▸ DATA FOR THIS TASK:
.....
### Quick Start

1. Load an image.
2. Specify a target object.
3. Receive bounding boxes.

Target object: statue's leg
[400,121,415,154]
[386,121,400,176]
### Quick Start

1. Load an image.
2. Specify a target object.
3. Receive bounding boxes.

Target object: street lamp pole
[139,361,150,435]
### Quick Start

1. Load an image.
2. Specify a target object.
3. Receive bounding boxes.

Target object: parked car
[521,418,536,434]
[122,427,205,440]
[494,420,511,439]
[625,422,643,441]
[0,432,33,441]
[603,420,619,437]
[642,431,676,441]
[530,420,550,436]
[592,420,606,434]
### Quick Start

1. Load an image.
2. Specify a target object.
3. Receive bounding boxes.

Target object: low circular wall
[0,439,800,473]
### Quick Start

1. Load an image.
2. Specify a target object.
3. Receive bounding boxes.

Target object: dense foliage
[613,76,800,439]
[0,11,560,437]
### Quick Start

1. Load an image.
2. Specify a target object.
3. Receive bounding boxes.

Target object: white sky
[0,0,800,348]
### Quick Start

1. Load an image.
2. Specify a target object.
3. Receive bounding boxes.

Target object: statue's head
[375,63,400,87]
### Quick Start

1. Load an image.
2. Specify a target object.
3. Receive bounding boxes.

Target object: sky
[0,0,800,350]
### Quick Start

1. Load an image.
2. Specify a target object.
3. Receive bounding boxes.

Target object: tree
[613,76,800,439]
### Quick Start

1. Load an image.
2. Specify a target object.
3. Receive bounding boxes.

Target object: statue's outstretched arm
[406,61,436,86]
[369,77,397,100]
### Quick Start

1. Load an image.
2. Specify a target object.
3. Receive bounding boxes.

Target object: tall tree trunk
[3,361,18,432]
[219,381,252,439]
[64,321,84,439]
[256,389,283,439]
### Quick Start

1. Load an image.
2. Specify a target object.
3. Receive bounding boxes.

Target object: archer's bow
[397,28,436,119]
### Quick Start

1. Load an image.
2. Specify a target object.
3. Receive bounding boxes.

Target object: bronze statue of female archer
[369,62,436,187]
.....
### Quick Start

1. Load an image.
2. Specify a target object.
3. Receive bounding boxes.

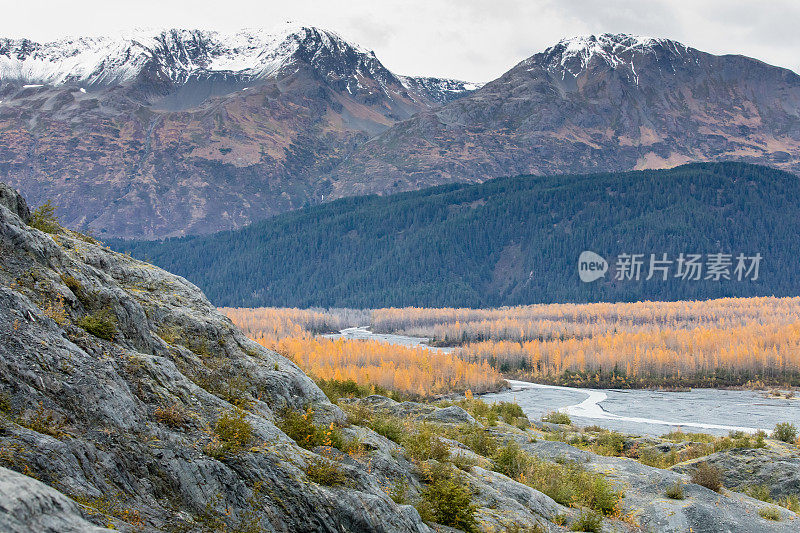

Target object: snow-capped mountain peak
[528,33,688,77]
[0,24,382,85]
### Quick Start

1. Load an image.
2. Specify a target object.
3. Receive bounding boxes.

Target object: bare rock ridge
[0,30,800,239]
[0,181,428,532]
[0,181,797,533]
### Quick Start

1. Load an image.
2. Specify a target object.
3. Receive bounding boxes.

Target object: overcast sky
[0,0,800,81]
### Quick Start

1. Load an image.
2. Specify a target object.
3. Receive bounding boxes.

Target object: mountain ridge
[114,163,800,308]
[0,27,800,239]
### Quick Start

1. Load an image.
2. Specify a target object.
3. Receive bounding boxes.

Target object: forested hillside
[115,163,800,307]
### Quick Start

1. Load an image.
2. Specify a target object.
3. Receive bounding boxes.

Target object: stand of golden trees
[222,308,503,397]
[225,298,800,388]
.....
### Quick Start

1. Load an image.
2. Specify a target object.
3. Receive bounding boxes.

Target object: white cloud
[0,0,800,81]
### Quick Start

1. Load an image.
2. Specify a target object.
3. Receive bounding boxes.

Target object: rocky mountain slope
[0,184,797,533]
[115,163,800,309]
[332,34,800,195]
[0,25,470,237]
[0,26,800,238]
.....
▸ GIVEN EXERCISE:
Count the lines in the rows above that contain the string "white", with case counting, and reply with only that number.

▸ REPLY TO THE EXERCISE:
2